**Exercise aim:**
Copy each line of the following material that has the string "white".

--- Data excerpts Enclosed Below ---

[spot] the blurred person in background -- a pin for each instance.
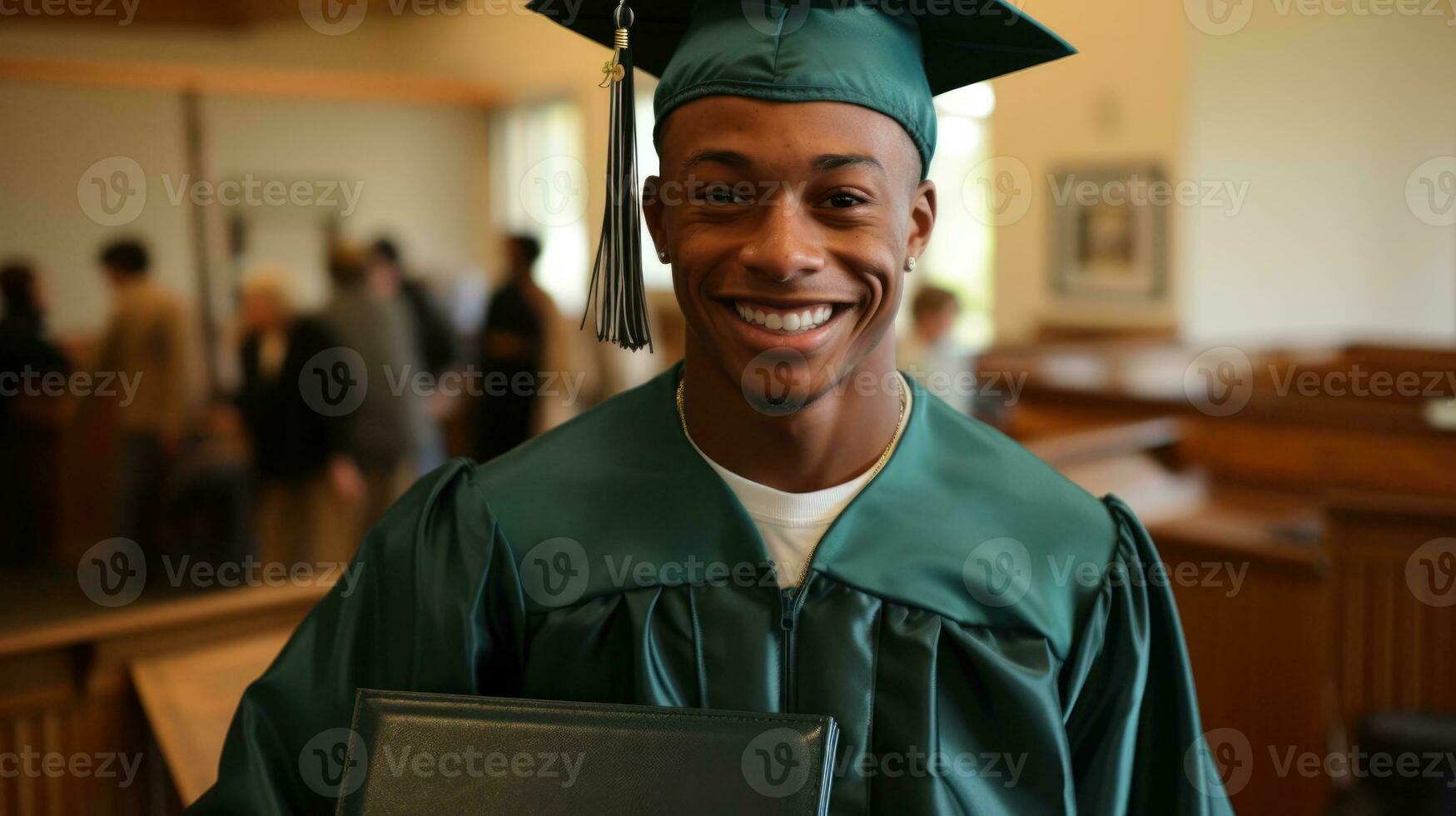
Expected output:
(433, 340)
(927, 349)
(306, 487)
(382, 436)
(146, 338)
(27, 423)
(513, 344)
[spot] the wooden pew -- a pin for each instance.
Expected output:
(1395, 590)
(1253, 583)
(66, 684)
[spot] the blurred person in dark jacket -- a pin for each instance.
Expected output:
(146, 338)
(382, 435)
(27, 419)
(433, 338)
(511, 350)
(307, 489)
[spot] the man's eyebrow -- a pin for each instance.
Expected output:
(835, 161)
(728, 157)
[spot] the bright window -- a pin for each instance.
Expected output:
(540, 188)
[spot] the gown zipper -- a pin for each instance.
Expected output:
(787, 619)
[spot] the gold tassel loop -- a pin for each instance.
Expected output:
(612, 69)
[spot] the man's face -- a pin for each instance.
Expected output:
(788, 226)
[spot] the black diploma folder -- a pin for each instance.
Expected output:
(446, 754)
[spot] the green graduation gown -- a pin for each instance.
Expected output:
(983, 629)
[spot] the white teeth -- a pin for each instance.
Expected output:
(803, 320)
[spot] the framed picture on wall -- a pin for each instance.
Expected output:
(1110, 233)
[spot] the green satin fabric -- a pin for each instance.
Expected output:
(1084, 684)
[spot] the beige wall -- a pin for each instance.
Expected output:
(1325, 117)
(1119, 101)
(1322, 117)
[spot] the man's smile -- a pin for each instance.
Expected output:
(800, 324)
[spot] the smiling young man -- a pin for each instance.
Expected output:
(781, 522)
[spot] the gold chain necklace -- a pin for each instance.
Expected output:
(900, 420)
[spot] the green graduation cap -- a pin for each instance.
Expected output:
(890, 56)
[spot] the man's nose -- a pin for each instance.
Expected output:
(787, 242)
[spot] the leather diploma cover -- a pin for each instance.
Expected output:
(446, 754)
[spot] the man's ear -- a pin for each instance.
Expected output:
(653, 211)
(922, 219)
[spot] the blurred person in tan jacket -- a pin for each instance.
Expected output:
(147, 341)
(306, 487)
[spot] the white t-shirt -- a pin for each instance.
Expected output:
(793, 524)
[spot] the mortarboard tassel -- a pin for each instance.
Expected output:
(616, 291)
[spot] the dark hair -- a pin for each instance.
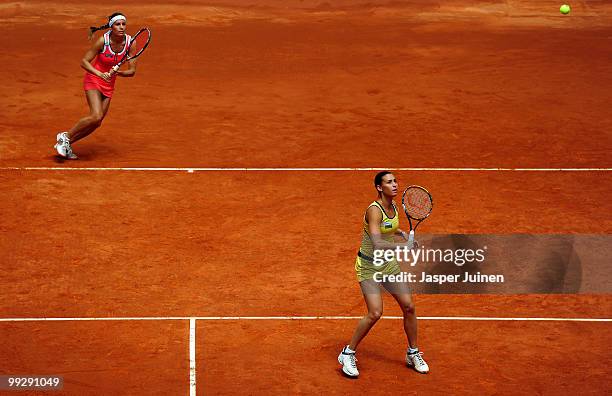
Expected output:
(93, 29)
(379, 176)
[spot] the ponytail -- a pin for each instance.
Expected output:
(93, 29)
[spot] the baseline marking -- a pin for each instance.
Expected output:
(193, 319)
(192, 170)
(192, 370)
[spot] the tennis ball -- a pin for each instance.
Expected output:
(565, 9)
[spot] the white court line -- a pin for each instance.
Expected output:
(192, 319)
(191, 170)
(192, 371)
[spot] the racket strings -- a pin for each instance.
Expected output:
(139, 43)
(418, 203)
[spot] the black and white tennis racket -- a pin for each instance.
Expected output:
(140, 41)
(417, 203)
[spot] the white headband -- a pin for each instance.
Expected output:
(115, 19)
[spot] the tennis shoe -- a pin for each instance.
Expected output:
(416, 361)
(349, 363)
(63, 146)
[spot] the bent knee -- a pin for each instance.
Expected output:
(409, 308)
(375, 315)
(96, 119)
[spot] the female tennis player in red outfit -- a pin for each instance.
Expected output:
(380, 225)
(99, 83)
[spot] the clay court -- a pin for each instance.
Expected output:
(204, 242)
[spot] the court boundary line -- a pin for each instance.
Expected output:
(255, 169)
(192, 355)
(193, 319)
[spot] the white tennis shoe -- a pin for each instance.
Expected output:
(349, 363)
(63, 146)
(416, 361)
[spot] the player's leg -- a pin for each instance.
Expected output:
(401, 292)
(373, 298)
(98, 107)
(374, 302)
(84, 126)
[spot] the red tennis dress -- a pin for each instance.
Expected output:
(103, 62)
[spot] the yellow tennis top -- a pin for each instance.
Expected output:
(388, 226)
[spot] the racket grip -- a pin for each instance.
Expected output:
(411, 237)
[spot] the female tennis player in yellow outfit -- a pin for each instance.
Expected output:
(380, 225)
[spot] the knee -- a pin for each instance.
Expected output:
(96, 119)
(408, 308)
(374, 315)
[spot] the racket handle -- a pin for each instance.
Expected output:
(411, 237)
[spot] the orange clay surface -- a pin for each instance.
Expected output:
(308, 84)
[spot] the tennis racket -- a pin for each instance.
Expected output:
(140, 42)
(417, 203)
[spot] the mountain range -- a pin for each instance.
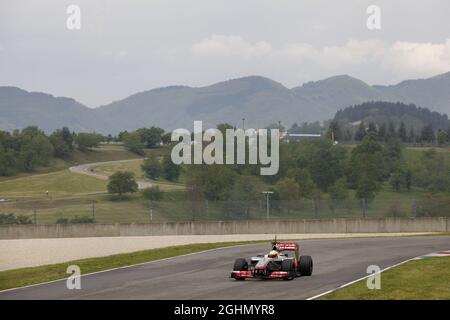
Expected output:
(261, 101)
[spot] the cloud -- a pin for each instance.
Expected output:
(402, 59)
(230, 46)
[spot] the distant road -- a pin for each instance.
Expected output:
(206, 275)
(88, 169)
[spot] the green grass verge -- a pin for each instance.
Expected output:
(426, 279)
(27, 276)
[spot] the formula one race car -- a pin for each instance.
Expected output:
(283, 262)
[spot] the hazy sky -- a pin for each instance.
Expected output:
(128, 46)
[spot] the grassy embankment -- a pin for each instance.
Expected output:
(428, 279)
(73, 194)
(27, 276)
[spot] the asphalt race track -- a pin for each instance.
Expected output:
(206, 275)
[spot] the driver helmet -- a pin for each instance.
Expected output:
(273, 254)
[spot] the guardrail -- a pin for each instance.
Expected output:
(371, 225)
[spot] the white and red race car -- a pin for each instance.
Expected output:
(286, 264)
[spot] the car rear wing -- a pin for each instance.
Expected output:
(285, 246)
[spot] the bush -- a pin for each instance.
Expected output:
(10, 218)
(62, 221)
(153, 193)
(152, 168)
(122, 182)
(82, 219)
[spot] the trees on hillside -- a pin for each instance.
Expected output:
(86, 141)
(122, 182)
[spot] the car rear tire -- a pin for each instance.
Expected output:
(288, 266)
(240, 264)
(305, 265)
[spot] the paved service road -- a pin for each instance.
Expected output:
(206, 275)
(88, 169)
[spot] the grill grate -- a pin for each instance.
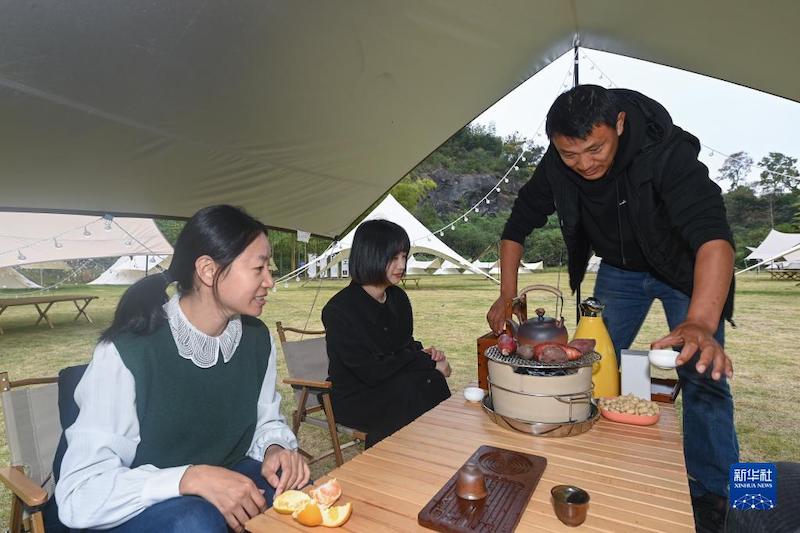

--- End of Enclosed Data excerpts ---

**Your response:**
[spot] the white teeth -- a pin for each instance.
[spot] the white t-shirt -- a pin for each instance.
[spot] the white court line -- a pin for each instance.
[spot] the black and white tennis racket -- a pin for each instance.
[spot] the white headband -- a pin for each instance.
[spot] the white tennis shoe -- a pin for each instance.
[spot] the white and red race car -- a pin for each instance.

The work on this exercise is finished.